OBJECTIVE:
Copy out the items from the line with "like [(354, 171)]." through the line with "[(298, 340)]", both included and requests and all, multiplying each coordinate in the answers by 0.45 and rounding to whole numbers, halves up, while the format samples in the requests stay as they are. Leave the pictures out of your answer.

(Dataset items)
[START]

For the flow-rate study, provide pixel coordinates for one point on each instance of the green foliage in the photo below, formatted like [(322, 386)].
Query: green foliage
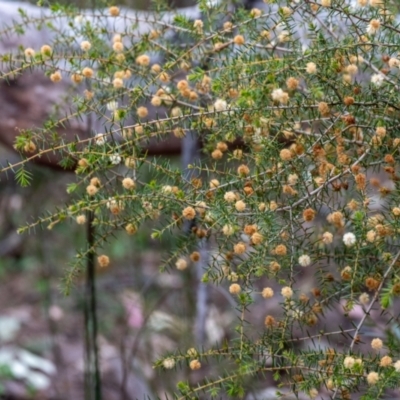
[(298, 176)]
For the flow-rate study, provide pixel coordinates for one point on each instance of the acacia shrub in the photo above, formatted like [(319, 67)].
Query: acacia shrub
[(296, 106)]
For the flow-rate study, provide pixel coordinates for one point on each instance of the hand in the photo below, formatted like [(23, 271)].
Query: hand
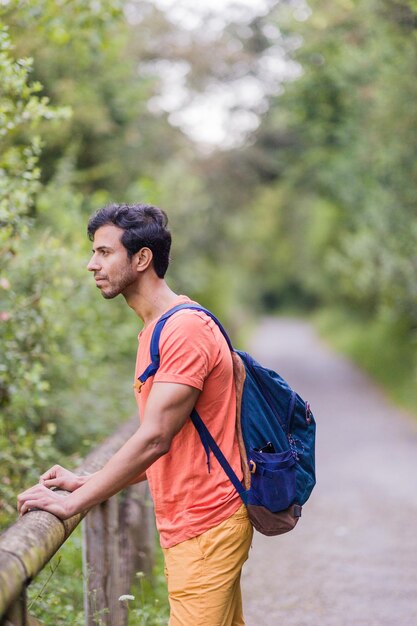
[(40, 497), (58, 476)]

[END]
[START]

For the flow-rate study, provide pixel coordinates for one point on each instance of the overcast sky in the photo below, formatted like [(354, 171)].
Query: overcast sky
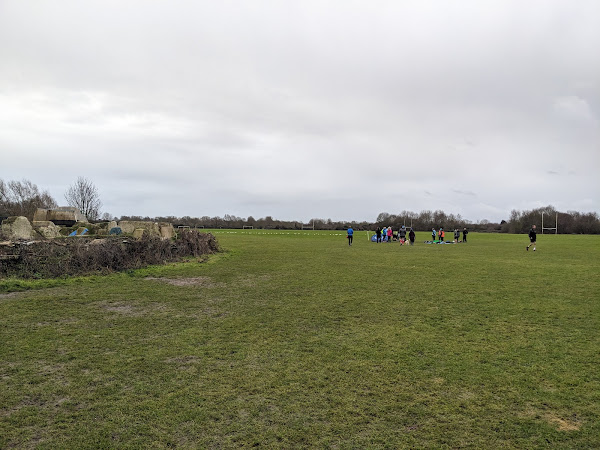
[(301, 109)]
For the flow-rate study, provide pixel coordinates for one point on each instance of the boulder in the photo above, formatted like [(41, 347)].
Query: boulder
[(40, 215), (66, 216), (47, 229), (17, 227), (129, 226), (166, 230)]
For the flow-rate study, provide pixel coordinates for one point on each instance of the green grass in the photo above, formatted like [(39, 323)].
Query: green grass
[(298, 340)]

[END]

RESULT OF THIS EXERCISE:
For the flow-rate study, provide pixel coordinates for one point on each instance of the overcast sky in the photo below, formatted like [(354, 171)].
Query: overcast sky
[(135, 49)]
For the flow-rate study, provide pixel coordinates for one point on each instance of the boulder in the photo above, formatted like [(41, 347)].
Query: boulder
[(18, 97), (30, 97), (21, 103), (8, 102), (58, 102), (75, 104)]
For the flow-rate study, provide pixel coordinates for one point on each instance of the green grass in the photo above, formatted like [(39, 323)].
Query: green grass
[(134, 153)]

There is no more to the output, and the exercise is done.